## TASK PROMPT
Copy the records below line for line, with no changes, and leave out the pictures.

## RECORD LIST
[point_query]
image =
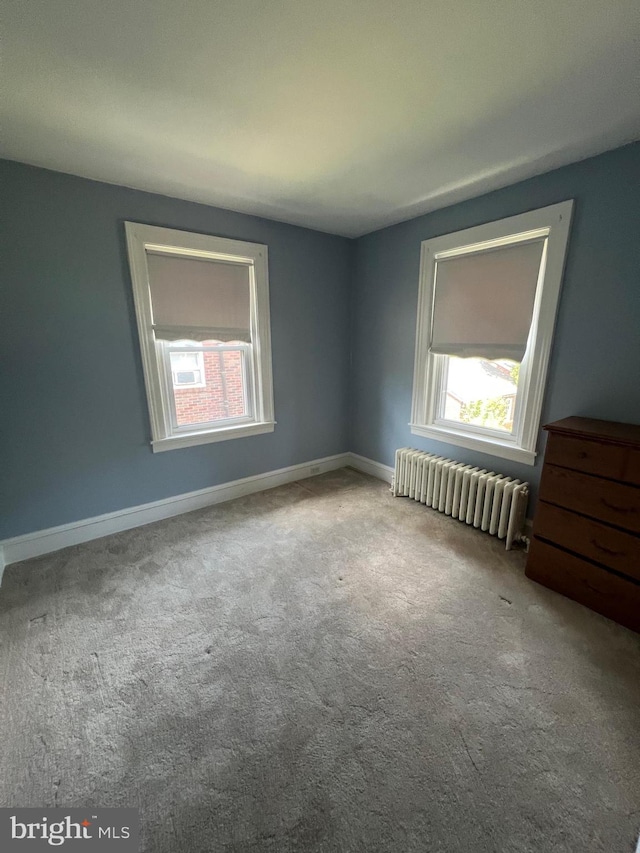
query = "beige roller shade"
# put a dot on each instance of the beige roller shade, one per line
(484, 302)
(199, 300)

## WRITTEN ANSWER
[point_query]
image =
query = "beige roller shade"
# put a dot on each instance of the beige roller shade, one per line
(484, 302)
(199, 300)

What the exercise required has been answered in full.